Thursday, July 03, 2008

dignidade

Porque existirão forças que até se dizem de esquerda que defendem a liberalização, legalização, normalização e regulamentação das diversas formas de prostituição?

A libertação do Homem, a libertação da Mulher, pressupõe antes de tudo a conquista da mais elementar das liberdades: a de não ser explorado. A exploração laboral é uma das mais importantes formas de exploração do Homem pelo homem e é, no essencial, a que define as regras em que a actual sociedade capitalista se enquadra.

A exploração sexual, ao contrário do que muitos nos pretendem fazer crer, não é uma exploração laboral, na medida em que a entrega do corpo - recipiente principal da nossa própria entidade e racionalidade - não é um trabalho. Na verdade, aceitar a venda do corpo como um trabalho, seria consagrar como mercadoria o acto sexual e os seus resultados, nomeadamente, o prazer, o amor, a satisfação física. Mas mais que isso, seria aceitar que o conjunto do lumpenproletariat que recorre à prostituição para satisfação, quer seja de vícios ou de necessidades vitais, é patrão de si próprio. Caso contrário, aqueles que defendem a prostituição como forma de trabalho, considerarão que são prostitutos e prostitutas são "trabalhadores" por conta de outrém, não dispondo assim de auto-determinação no uso e posse da ferramenta de trabalho, nem tampouco da organização do seu próprio trabalho. Ora se assim é, então deve aceitar-se que estes "trabalhadores" não são sequer donos do seu próprio corpo, despojando-se da sua própria vontade e alma*.

### A fazer
Segundo o excerto sobre a prostituição, qual é a mais elementar das liberdades?

### Entradas extraídas

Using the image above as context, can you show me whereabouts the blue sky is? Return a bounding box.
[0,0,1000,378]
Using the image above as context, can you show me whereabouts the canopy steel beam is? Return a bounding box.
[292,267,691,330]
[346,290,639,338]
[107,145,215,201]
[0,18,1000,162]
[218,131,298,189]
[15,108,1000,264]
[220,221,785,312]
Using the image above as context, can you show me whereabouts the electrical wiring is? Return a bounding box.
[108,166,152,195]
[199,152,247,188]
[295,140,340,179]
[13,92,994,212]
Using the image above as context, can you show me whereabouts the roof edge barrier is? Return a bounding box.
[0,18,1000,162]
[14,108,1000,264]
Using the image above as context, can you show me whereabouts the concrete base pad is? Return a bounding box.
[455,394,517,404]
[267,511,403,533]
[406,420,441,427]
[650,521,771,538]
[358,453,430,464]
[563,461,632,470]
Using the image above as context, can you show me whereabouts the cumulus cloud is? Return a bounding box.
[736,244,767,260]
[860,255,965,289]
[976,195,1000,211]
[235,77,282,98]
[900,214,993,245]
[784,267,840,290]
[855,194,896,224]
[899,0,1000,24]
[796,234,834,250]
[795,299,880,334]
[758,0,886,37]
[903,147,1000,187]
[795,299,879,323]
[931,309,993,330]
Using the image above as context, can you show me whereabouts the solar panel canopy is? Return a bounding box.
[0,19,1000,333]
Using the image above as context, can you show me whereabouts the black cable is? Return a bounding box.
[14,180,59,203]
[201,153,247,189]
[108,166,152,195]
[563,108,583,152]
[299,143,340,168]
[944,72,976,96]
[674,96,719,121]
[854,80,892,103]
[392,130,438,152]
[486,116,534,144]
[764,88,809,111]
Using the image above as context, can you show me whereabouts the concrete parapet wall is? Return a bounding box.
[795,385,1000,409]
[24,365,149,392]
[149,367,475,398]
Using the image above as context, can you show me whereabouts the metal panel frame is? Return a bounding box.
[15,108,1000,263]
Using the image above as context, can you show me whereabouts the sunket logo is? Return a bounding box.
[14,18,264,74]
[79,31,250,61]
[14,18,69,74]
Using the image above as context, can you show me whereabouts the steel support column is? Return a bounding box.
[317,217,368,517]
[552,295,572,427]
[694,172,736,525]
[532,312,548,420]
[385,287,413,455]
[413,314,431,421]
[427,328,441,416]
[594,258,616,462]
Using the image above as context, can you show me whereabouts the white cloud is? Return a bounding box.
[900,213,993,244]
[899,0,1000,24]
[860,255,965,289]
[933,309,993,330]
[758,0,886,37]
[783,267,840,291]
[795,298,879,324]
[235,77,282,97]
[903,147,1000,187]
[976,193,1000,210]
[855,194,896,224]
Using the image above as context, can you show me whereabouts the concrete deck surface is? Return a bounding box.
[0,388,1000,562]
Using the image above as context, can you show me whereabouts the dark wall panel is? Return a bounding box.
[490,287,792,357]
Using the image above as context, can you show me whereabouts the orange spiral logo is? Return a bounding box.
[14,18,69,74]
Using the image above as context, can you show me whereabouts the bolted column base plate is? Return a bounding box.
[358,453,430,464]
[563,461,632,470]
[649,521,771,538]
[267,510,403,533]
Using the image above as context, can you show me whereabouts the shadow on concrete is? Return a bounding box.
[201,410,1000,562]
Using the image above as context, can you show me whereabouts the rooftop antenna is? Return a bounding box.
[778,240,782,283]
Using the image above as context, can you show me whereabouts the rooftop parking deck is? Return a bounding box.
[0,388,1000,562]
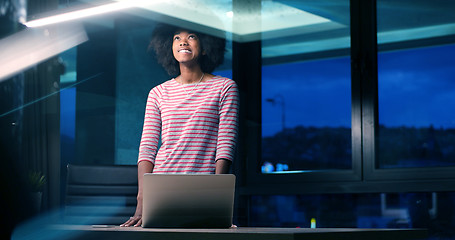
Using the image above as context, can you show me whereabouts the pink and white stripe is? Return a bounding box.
[138,76,239,173]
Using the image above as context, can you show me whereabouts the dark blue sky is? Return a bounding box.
[262,45,455,136]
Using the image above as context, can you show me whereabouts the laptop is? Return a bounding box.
[142,173,235,228]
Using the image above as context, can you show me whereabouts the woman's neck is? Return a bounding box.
[176,67,204,84]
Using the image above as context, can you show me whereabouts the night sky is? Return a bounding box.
[262,45,455,136]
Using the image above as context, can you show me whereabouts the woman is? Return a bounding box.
[121,25,239,227]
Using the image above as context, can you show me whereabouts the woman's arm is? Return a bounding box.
[215,159,232,174]
[215,79,239,170]
[120,161,154,227]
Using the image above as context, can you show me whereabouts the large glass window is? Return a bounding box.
[376,1,455,168]
[250,192,455,239]
[261,1,352,173]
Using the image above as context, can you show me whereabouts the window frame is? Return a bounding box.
[233,0,455,195]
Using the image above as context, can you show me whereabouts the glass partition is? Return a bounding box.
[261,1,352,174]
[376,0,455,169]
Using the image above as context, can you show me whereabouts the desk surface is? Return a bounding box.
[52,225,427,240]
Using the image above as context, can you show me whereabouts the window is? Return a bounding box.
[376,0,455,169]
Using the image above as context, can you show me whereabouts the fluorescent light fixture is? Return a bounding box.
[24,0,161,27]
[0,24,88,82]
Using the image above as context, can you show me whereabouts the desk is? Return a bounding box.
[51,225,427,240]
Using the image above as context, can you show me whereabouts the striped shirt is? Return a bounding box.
[138,76,239,174]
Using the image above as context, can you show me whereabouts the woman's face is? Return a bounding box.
[172,30,201,63]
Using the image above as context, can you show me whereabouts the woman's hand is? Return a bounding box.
[120,198,142,227]
[120,161,154,227]
[120,214,142,227]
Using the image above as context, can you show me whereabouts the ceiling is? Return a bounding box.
[60,0,455,58]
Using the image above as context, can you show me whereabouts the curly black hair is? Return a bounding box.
[149,23,226,76]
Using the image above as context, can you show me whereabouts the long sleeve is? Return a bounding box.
[138,88,161,164]
[215,79,239,161]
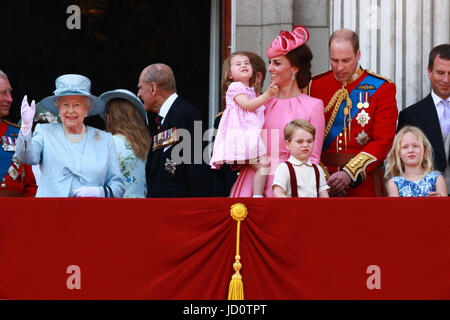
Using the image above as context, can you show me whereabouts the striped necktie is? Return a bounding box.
[441,100,450,139]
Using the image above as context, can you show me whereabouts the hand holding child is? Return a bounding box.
[267,83,278,97]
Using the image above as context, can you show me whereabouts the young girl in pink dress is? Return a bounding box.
[231,26,325,197]
[210,52,278,197]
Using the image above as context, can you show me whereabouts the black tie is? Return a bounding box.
[155,114,164,132]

### Solução
A liberdade de não ser explorado.